Problem:
Can you print every one of the entries below word for word, leaving out the pictures?

Given data:

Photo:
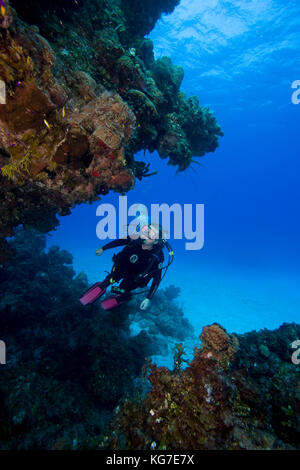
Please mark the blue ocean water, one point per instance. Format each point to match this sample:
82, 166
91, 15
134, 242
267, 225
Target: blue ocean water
240, 58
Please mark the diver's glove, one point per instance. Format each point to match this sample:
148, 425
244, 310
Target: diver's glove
145, 304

Completed task:
Photo:
Please mark the blue ocean water, one point per instance. Format each point to match this sample:
82, 166
91, 15
134, 242
267, 225
Target: blue ocean water
240, 58
Please mark the diver's glove, one point per instance. Format each point to match this sample:
148, 425
244, 310
Target: diver's glove
145, 304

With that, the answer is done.